CHECK YOUR UNDERSTANDING:
• 1. In the article on happiness at work, list every objective the text says people consider more important than happiness.
• 2. Retype the portion of the article on happiness at work starting at "As a researcher, practitioner" and ending at "when you’re unhappy?".
• 3. Continue the article on happiness at work from the point where it stops.

PAGE EXCERPT:
As a researcher, practitioner and consultant in the field of positive psychology and the science of happiness, I am often met with the expectation from people that I am going to be happy all of the time. Sometimes I catch myself thinking the same thing, however, it would be naïve and also unnatural to be happy all of the time. Do we really expect to be happy when someone has hurt us, when we’ve put in a lot of effort and not achieved the desired result or the alarm clock wakes us up when we were hoping for a lie in? So how can you have more happiness when you’re unhappy?

For me, the science of happiness isn’t about a Pollyanna-ish being continually happy or being like Alec Baldwin’s character in Friends , it is more about having the tools to be able to increase your happiness when you need and/or want to be happier. This is what excites me and the potential to increase happiness in organisations, educational establishments and communities. For now, I will concentrate on happiness in the workplace, however much of the rest of this article could apply in schools and personal lives.

Why happiness at work?

When I talk to potential customers and even friends about my work in the field of positive psychology, it’s not unusual for people to assume:
a) that positive psychology is ‘just’ about happiness
and
b) happiness is ‘fluffy’ and not a top priority.

Instead, getting that promotion, winning that new contract, having greater employee engagement or squeezing that extra bit of effort and productivity from the team is what is more important to people. Without realising it, achieving these objectives will, however fleeting, make people happy.

What often surprises people who dismiss the importance of happiness in the workplace, is when I ask them what do they most want for their loved ones. The reason for their surprise is because the most common response I get is “for them to be happy.” Happiness is often an overarching aim for people in their lives and a focus on increasing happiness in the workplace can have a positive impact on individuals and the organisations as a whole.

GIVEN ENTRIES:
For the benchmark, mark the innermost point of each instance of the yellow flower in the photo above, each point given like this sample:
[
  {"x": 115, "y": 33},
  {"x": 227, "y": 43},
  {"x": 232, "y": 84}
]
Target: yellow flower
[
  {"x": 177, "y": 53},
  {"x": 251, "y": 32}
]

RESULTS OF THE EXERCISE:
• 1.
- Getting that promotion
- Winning that new contract
- Having greater employee engagement
- Squeezing that extra bit of effort and productivity from the team

• 2.
As a researcher, practitioner and consultant in the field of positive psychology and the science of happiness, I am often met with the expectation from people that I am going to be happy all of the time. Sometimes I catch myself thinking the same thing, however, it would be naïve and also unnatural to be happy all of the time. Do we really expect to be happy when someone has hurt us, when we’ve put in a lot of effort and not achieved the desired result or the alarm clock wakes us up when we were hoping for a lie in? So how can you have more happiness when you’re unhappy?

• 3.
Can we make ourselves happier?

OK, so if we can appreciate that happiness is an overarching goal for most people and that perpetual happiness is unrealistic, is there anything you can do to increase your happiness when you’re unhappy thinking of that overflowing In-tray of work, worried about that meeting with the boss, anxious about the upcoming presentation you have to give or just generally unhappy with work? Fortunately research shows that there is and it doesn’t have to be complicated! Work by Dr Sonja Lyubomirsky suggests that on average 50% of our happiness comes from our biological genes, 10% from the conditions or circumstances of our lives and finally, and often unexpectedly for people, 40% of our happiness comes from the intentional activities that we choose to do. 40%! That’s quite a lot of our happiness that is under our own control.

Increasing happiness when you’re unhappy – my own experience

You may feel that increasing your happiness is something that doesn’t apply to you as are so unhappy in your job, that the work environment is toxic or that your boss is a tyrant. I remember a time in a previous role when all 3 things applied to me and it was really getting to me. At this time I was just discovering positive psychology and the science of happiness and so I began to do some small things to increase my happiness. What was astonishing was that not only was I feeling happier more often, but the environment became happier as my colleagues and I shared more laughter and bonded together to be more engaged in our work and as a result, we were more productive. Not all was perfect as the boss was still a tyrant, but I was able to deal with and tolerate him more effectively.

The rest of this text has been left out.